Segment Start: The data

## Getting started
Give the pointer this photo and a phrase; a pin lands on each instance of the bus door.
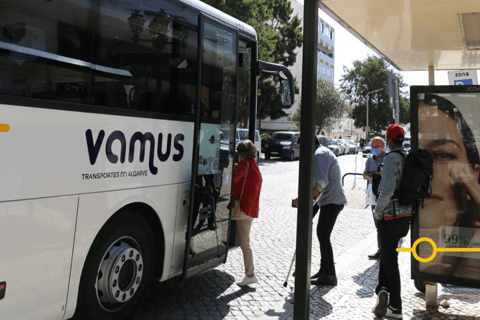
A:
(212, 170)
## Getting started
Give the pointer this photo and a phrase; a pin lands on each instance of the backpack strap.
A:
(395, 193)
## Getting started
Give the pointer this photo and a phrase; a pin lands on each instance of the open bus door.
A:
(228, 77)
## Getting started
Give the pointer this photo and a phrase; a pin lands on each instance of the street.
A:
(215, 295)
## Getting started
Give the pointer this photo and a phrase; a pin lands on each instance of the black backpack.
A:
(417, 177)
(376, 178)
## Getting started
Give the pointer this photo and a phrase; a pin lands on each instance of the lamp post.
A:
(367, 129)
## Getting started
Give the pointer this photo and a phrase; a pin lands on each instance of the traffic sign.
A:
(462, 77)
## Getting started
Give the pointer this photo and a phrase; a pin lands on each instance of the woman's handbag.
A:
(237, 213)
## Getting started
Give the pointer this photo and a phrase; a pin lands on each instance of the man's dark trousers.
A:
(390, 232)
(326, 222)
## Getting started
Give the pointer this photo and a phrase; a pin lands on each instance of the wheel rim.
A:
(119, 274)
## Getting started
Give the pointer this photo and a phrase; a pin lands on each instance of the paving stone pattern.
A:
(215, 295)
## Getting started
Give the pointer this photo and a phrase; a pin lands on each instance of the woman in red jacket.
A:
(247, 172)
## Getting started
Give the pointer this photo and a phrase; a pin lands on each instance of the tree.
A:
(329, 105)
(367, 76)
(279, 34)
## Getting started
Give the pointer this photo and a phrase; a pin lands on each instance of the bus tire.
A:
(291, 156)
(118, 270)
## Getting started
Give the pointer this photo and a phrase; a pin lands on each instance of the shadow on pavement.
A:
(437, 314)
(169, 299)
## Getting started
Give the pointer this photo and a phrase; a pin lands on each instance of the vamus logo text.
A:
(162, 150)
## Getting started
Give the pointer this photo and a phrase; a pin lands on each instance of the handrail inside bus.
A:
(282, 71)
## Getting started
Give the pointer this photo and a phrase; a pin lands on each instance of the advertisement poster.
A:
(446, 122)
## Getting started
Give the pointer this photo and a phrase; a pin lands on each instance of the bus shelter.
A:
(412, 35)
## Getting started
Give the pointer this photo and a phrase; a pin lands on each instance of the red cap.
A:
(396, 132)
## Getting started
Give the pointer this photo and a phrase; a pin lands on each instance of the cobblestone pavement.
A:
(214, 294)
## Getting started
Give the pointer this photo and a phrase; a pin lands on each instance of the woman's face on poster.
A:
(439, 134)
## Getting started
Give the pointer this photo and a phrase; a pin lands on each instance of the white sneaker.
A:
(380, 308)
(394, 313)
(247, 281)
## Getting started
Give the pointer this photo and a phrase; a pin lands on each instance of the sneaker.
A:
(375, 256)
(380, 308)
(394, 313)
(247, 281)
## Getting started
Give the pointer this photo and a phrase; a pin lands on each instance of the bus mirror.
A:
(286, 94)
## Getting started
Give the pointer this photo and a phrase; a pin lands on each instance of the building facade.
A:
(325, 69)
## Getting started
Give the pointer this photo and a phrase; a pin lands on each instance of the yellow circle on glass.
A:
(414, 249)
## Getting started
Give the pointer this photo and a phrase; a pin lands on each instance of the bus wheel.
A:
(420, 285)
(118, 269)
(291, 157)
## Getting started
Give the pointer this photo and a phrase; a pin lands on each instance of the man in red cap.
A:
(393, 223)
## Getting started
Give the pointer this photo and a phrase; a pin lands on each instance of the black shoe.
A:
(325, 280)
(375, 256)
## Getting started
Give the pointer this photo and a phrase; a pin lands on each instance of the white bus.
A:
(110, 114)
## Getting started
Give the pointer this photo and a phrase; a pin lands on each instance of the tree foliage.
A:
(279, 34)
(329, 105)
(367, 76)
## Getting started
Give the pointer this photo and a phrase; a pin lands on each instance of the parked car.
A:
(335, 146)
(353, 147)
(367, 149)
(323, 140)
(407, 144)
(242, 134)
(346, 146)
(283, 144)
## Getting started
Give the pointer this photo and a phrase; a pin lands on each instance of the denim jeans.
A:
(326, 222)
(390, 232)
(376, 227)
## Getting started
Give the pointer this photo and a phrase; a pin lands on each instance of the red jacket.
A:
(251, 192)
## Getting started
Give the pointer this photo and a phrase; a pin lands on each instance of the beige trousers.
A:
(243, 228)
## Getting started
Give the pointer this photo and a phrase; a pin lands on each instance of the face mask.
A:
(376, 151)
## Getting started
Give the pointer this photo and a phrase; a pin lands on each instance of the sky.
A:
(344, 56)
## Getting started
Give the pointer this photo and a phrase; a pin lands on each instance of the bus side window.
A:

Segment End: The data

### Exercise directions
A verbatim transcript of the entries above is required, with the pictures left out.

### Response to the task
## Getting started
Give the pointer this photo and a phrase; a pin lands on each instance of the bus door.
A:
(212, 170)
## Getting started
Give the pointer this photo and a phrase; a pin lands on each instance of the backpack strap.
A:
(395, 193)
## Getting started
Give the pointer this photo and a phrase; a pin lands on each instance of the open bus door.
A:
(228, 77)
## Getting started
Give the pointer this photo and a phrase; a pin lands on each instance of the street.
A:
(215, 295)
## Getting started
Give the pointer this photo and a phrase; a pin lands on each instance of the black backpack.
A:
(417, 177)
(376, 178)
## Getting started
Give the pointer this photo and a phrase; a pin lands on each instance of the lamp post.
A:
(367, 129)
## Getting started
Give the pointer this photo and a phrase; a pin lands on each instance of the traffic sign.
A:
(462, 77)
## Getting started
Give the pointer this photo and a phrase; a pin lands on each instance of the woman's handbag.
A:
(237, 213)
## Getting started
Give the pointer this photo and a phrase; a pin lands on each instance of the man's dark trousers.
A:
(390, 232)
(326, 222)
## Getting started
Give the pointer this photo and a phrase; a pin lands on each instance of the wheel rim.
A:
(119, 274)
## Getting started
Give the pointer this photo and a phrase; a pin lands on each instance of the paving stone pattern.
A:
(215, 295)
## Getting started
Give the pointer this photo and a phrase; a pin lands on each instance of the woman in red jacket.
A:
(247, 172)
## Getting started
Give the pointer this photo and a phrase; a pin lands on each instance of the tree.
A:
(329, 105)
(367, 76)
(279, 34)
## Getting started
Give the pointer this photo and a phrase; a pin lands on each instance of the bus tire.
A:
(291, 156)
(118, 270)
## Getting started
Give the pointer this photo and a phrase; a pin lands on each instance of the shadow on pavement.
A:
(437, 314)
(169, 299)
## Getting started
Give the pointer this photo and a phrase; a pin lands on each instance of the vamus logo text.
A:
(162, 150)
## Getting started
Give the pointer this photo and a phrase; a pin lands on each instance of the handrail inside bus.
A:
(282, 71)
## Getting started
Give the pointer this photo and a phrase; a pin lands on each instance of the advertisement poster.
A:
(446, 122)
## Getting started
Give the pointer this photo and a phrase; a pin lands on each instance of the bus shelter.
A:
(412, 35)
## Getting started
Give the pointer this photo and a phrase; a pin lands on each instance of the red cap.
A:
(396, 132)
## Getting started
Give the pointer this photo and a phrase; a pin lands on each instance of the cobblestone pavement.
A:
(214, 294)
## Getting started
Give the pointer this photo and a phrase; a pin lands on each instance of the woman's face on poster.
A:
(439, 134)
## Getting started
Give the pointer this photo and a phrase; a pin lands on each instance of the white sneaker.
A:
(380, 308)
(394, 313)
(247, 281)
## Getting started
Give the pointer this photo and a phrase; a pin lands on each instance of the sneaker.
A:
(375, 256)
(380, 308)
(394, 313)
(247, 281)
## Getting started
Give the pointer this photo and a phrase; a pin lands on each instance of the bus mirror.
A:
(286, 94)
## Getting started
Give the pointer this photo and a phrase; a pin lands on each instance of the building facade.
A:
(325, 69)
## Getting started
Give the pointer this photo and a phrase; a pin lands on each instance of the yellow circle on glass.
A:
(414, 249)
## Getting started
Give the pointer this photo and a phrase; a pin lands on each instance of the bus wheel.
A:
(420, 285)
(118, 269)
(291, 157)
## Getting started
Give the pointer this photo and a phrase; a pin lands on each instance of the man in red cap.
A:
(393, 223)
## Getting started
Give the pointer this photo and a phrase; a pin lands on each instance of the black shoe.
A:
(325, 280)
(375, 256)
## Getting started
Give the pointer this photo and a phrase; a pin lands on each instance of the white bus.
A:
(110, 114)
## Getting started
Give the pointer this photo and a phrase; a pin lands on each instance of the tree foliage.
A:
(279, 34)
(329, 105)
(367, 76)
## Getting started
Give the pointer this photo and a phrase; a pin lands on each instance of the parked car.
A:
(335, 146)
(353, 147)
(367, 149)
(323, 140)
(407, 144)
(242, 134)
(346, 146)
(283, 144)
## Getting started
Give the pointer this photo and a phrase; a pin lands on each instance of the denim jeans.
A:
(326, 222)
(390, 232)
(376, 227)
## Getting started
Give the pointer this photo and a phrase; a pin lands on each instance of the red jacket.
A:
(251, 192)
## Getting started
Give the pointer this photo and a phrase; a pin lands on each instance of the beige trousers.
A:
(243, 228)
## Getting started
Give the pointer this photo and a phrase; a pin lands on each instance of the face mask.
A:
(376, 151)
## Getting started
Give the pointer this photo and a phrase; a pin lands on each instance of the sky.
A:
(344, 56)
## Getting started
Give the pointer this photo and a phrase; a pin lands on each instance of the bus side window.
A:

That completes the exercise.